→ Exercise instructions:
• 1. List every benefit that the page on extraction services for standard forms gives for the IQ Bot extraction service.
• 2. Pick up the page on extraction services for standard forms right after its final sentence and keep writing it.

→ Supplied passage:
Review extraction service

After you have confirmed that the documents you want to extract content from are standard forms, you can then plan the type of standard forms extraction service that fits your requirement.

The following technologies are available for processing standard forms:

IQ Bot extraction service

This is a template based extraction service that uses OCR and heuristics to extract content from standard forms. You have to train one template per standard form.

Guidelines for using IQ Bot extraction service
  • Documents are of good quality (300 dpi)
  • Document content is not very dense
  • Input documents do not have any handwritten copies (limited support)
  • Signatures are currently not supported
  • Contains simple table layout (span within a page) with clear header, table boundaries, and so on
  • Does not contain any tables or content that have checkboxes (limited support)
  • Does not have any repeated sections (limited support)
Benefits of IQ Bot extraction service
  • An integrated and simple out-of-the-box setup
  • Various OCR engines to increase accuracy of extraction
  • Complex layouts (repeated sections, continuous tables etc) can be extracted for specific cases (needs testing)
  • Only requires IQ Bot license

Microsoft Azure Form Recognizer service

Third party technology, that provides custom built Artificial Intelligence (AI) models to extract content from standard forms. You can create custom models where documents can be labelled and trained.

→ Provided records:

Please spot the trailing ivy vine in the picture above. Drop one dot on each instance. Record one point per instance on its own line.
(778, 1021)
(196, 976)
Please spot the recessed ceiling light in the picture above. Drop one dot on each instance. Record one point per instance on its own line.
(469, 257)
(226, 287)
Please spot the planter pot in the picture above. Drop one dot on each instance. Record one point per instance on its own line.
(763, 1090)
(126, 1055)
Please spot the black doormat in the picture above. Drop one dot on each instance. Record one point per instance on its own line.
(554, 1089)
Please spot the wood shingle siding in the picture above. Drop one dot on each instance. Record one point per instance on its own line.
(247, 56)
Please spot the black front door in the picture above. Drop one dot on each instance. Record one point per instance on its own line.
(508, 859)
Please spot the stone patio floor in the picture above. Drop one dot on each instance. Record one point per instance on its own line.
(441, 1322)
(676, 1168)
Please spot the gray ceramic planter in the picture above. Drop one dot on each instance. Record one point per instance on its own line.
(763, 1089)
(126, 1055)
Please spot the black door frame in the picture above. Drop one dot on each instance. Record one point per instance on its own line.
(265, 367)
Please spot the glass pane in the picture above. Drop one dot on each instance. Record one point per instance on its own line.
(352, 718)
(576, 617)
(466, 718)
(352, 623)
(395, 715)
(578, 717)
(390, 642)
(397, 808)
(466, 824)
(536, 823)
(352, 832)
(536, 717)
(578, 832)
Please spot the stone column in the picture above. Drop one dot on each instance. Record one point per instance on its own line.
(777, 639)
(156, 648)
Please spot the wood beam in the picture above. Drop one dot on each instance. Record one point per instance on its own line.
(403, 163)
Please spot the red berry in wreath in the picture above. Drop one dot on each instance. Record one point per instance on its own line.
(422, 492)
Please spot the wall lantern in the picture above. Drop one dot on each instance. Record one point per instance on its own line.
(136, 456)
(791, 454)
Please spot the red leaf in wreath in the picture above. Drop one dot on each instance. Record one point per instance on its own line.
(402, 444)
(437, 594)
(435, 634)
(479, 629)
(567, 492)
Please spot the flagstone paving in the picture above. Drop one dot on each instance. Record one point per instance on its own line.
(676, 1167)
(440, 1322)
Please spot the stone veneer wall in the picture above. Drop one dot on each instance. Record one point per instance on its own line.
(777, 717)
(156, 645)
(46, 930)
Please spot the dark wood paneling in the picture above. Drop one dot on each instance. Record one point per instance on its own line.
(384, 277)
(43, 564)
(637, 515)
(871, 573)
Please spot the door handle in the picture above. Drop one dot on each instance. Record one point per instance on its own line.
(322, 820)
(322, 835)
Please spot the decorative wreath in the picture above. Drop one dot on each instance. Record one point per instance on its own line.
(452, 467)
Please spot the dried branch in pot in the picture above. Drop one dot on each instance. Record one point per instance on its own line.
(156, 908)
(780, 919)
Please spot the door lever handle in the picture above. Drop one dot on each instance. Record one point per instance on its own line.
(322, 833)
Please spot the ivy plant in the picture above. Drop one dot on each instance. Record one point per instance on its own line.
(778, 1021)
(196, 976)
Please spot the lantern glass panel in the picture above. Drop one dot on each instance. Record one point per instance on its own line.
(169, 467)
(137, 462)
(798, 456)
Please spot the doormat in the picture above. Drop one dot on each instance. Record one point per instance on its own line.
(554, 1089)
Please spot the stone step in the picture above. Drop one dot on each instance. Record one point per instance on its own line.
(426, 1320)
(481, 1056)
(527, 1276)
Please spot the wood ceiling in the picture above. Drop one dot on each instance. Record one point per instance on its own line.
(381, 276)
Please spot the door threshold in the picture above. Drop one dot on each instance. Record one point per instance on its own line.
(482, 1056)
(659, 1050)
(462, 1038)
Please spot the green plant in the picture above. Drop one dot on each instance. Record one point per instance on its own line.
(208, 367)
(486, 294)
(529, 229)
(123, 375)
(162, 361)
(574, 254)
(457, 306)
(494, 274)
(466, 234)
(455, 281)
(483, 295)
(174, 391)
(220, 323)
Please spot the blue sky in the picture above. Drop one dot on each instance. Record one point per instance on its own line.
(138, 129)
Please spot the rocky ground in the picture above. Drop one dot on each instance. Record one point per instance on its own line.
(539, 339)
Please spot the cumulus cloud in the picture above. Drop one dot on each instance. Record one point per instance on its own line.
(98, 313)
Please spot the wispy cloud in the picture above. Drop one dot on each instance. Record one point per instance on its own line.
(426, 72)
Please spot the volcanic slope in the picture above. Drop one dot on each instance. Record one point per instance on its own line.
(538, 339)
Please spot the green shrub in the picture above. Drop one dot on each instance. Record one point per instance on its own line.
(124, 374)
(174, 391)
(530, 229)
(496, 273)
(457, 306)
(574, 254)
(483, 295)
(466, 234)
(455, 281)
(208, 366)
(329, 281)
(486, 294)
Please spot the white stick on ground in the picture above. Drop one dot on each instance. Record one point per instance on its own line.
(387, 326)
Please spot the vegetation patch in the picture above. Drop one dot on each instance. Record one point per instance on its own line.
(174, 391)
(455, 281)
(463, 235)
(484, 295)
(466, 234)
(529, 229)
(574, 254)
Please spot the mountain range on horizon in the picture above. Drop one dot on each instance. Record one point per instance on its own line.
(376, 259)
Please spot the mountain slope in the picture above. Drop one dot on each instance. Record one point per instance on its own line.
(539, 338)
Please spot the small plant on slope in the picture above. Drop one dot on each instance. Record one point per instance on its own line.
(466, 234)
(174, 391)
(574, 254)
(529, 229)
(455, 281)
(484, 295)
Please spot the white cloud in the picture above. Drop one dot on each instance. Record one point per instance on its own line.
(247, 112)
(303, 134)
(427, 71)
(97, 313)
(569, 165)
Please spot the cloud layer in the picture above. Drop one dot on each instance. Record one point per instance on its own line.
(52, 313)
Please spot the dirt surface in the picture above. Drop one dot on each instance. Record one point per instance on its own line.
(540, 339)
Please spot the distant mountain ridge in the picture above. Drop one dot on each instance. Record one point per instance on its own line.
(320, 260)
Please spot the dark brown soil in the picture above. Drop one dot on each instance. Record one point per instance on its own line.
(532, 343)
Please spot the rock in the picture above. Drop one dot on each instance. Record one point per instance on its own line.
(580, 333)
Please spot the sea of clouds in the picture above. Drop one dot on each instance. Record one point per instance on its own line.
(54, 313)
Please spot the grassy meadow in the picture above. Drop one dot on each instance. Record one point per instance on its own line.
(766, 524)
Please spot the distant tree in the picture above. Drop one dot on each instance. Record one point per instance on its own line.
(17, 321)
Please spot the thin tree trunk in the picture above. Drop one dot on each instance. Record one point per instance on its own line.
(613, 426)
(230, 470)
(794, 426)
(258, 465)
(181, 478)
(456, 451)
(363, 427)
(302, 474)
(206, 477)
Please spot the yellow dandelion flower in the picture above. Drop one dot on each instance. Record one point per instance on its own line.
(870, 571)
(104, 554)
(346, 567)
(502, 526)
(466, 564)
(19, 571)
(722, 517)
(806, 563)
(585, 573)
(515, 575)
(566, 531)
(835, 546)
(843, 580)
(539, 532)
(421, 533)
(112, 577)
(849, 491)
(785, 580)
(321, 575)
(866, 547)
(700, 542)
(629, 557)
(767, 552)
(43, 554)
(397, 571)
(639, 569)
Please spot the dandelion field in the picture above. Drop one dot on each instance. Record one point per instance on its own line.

→ Outputs for the tasks:
• 1.
- An integrated and simple out-of-the-box setup
- Various OCR engines to increase accuracy of extraction
- Complex layouts (repeated sections, continuous tables etc) can be extracted for specific cases (needs testing)
- Only requires IQ Bot license

• 2.
Guidelines for using Microsoft Azure Forms Recognizer service

  • Input documents:
    • can be dense (contain lot of details and information) and have a reasonable quality (>200 dpi)
    • can contain checkboxes and radio buttons
    • can have handwritten content
    • can contain signatures
    • can contain tables

      The input documents can also contain tables that span over a single page. However, if the standard forms contain table that span across multiple pages, the content extraction can fail.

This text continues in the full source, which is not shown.